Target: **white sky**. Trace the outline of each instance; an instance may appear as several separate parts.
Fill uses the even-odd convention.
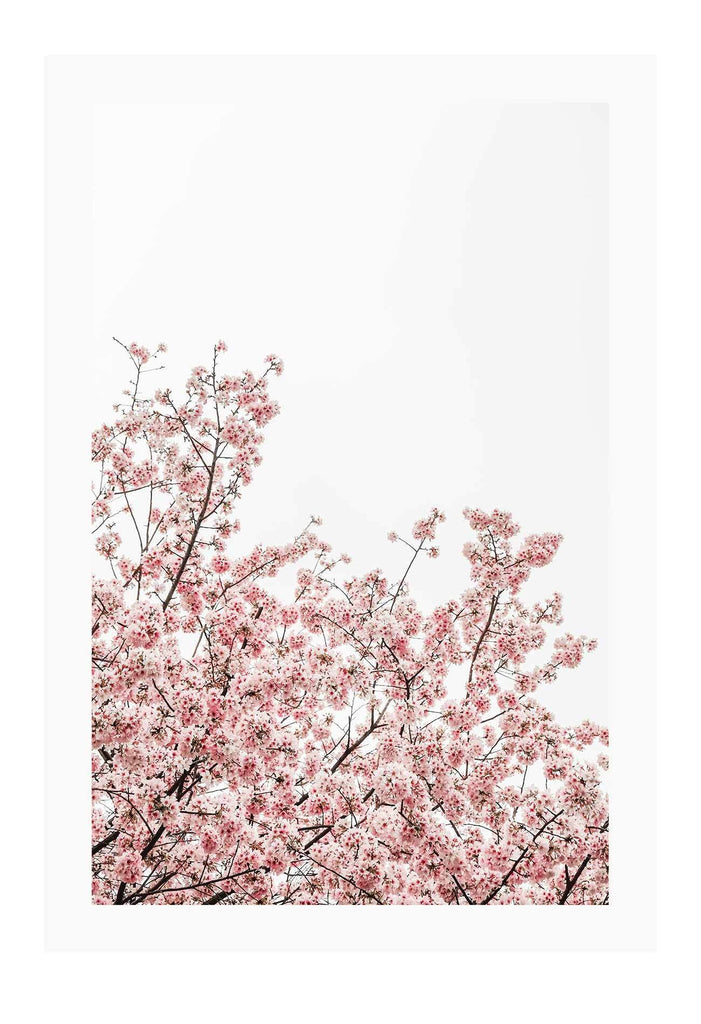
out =
[[[230,105],[95,114],[91,406],[128,376],[111,340],[169,346],[178,387],[218,338],[231,372],[275,351],[282,412],[239,507],[242,549],[308,519],[353,558],[404,564],[431,506],[425,601],[467,585],[461,510],[565,535],[532,578],[601,649],[541,696],[607,720],[608,124],[593,104],[474,103],[441,81],[350,66]]]

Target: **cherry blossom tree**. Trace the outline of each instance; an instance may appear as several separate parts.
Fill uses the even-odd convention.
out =
[[[607,732],[536,698],[596,644],[552,637],[559,594],[520,596],[560,536],[466,509],[466,589],[428,609],[408,579],[435,508],[389,535],[396,582],[350,574],[313,518],[243,554],[280,360],[230,376],[220,342],[182,396],[147,396],[163,346],[123,347],[131,388],[93,435],[93,900],[607,903]]]

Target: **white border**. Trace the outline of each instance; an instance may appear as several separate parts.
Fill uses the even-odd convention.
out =
[[[89,894],[87,504],[92,108],[222,102],[232,60],[52,57],[47,95],[47,945],[52,949],[650,949],[655,943],[655,67],[650,57],[461,60],[473,99],[607,102],[611,153],[612,903],[608,907],[95,907]],[[363,58],[367,59],[367,58]],[[602,588],[606,582],[602,581]],[[642,644],[641,638],[649,638]],[[634,709],[634,719],[631,717]],[[641,835],[640,822],[645,821]],[[134,918],[134,913],[137,914]],[[323,921],[321,922],[321,915]],[[554,927],[557,922],[557,927]]]

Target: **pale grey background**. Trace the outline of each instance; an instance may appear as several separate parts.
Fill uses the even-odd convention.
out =
[[[388,529],[437,504],[413,589],[438,601],[467,585],[465,505],[562,531],[530,593],[602,648],[542,696],[606,721],[606,108],[326,69],[235,106],[98,106],[94,138],[93,420],[127,375],[113,335],[166,342],[173,384],[217,338],[234,372],[278,352],[236,543],[314,512],[349,568],[396,575]]]

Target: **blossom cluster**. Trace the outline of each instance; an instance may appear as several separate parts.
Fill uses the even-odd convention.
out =
[[[236,549],[281,372],[184,396],[132,388],[93,434],[93,899],[97,903],[608,902],[606,730],[535,693],[595,642],[521,589],[561,538],[466,509],[469,570],[422,609],[408,575],[443,513],[348,574],[312,520]],[[270,581],[295,566],[287,599]],[[455,680],[458,680],[455,685]]]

------------------------------------------------

▶ [The task]:
Rewrite all of the data above as a numbered list, one line per item, leaving out the blank lines and the picture markers.

▶ [Written answer]:
1. Target: **white sky**. Trace the outline of each instance; an instance may appear as several separate parts.
2. Fill uses the even-odd convention.
3. out =
4. [[[230,105],[95,114],[91,406],[128,376],[111,340],[169,346],[178,387],[218,338],[231,372],[275,351],[282,412],[239,507],[242,549],[308,519],[353,558],[404,564],[431,506],[425,601],[467,585],[461,510],[565,535],[532,578],[601,649],[541,696],[607,720],[608,124],[593,104],[474,103],[441,81],[350,66]]]
5. Target: **cherry blossom tree**. Trace the outline of each instance; an instance may appear as several separate parts.
6. Fill uses the even-odd convention.
7. out =
8. [[[607,732],[536,698],[596,644],[552,637],[559,594],[520,596],[560,536],[466,509],[466,589],[428,609],[408,579],[435,508],[389,535],[396,582],[350,574],[313,518],[243,554],[280,360],[230,376],[220,342],[182,396],[147,396],[163,346],[123,347],[131,388],[93,435],[93,900],[607,903]]]
9. Target: **white border**. Trace the outline of each instance; an instance may appear as several separate parts.
10. Fill uses the even-odd convention.
11. out =
12. [[[89,894],[87,504],[92,108],[222,102],[232,60],[52,57],[47,95],[47,945],[52,949],[650,949],[655,943],[655,67],[650,57],[461,60],[473,99],[607,102],[611,153],[612,903],[608,907],[95,907]],[[363,58],[367,59],[367,58]],[[602,588],[606,582],[602,581]],[[642,644],[641,638],[649,638]],[[634,709],[634,719],[631,717]],[[641,835],[640,822],[645,821]],[[134,918],[134,913],[137,914]],[[323,921],[321,922],[321,915]],[[554,927],[557,922],[557,927]]]
13. Target: **pale grey background**. Trace the outline of each instance; an instance may appear as several separate parts.
14. Fill uses the even-odd convention.
15. out =
16. [[[388,529],[437,504],[413,589],[438,601],[467,585],[465,505],[562,531],[530,593],[602,648],[542,696],[606,721],[606,108],[326,69],[235,106],[98,106],[94,138],[93,420],[127,375],[113,335],[166,342],[173,384],[217,338],[234,372],[278,352],[236,543],[314,512],[349,568],[396,575]]]
17. Target: **blossom cluster**. Trace the outline of each instance; an instance may appear as several separate parts.
18. Fill uses the even-odd convention.
19. out =
20. [[[236,549],[281,372],[184,396],[132,388],[93,434],[93,899],[97,903],[608,902],[606,730],[535,693],[595,642],[521,589],[561,538],[466,509],[469,570],[422,609],[408,575],[443,513],[348,574],[312,520]],[[270,581],[295,566],[287,599]],[[455,680],[458,680],[455,685]]]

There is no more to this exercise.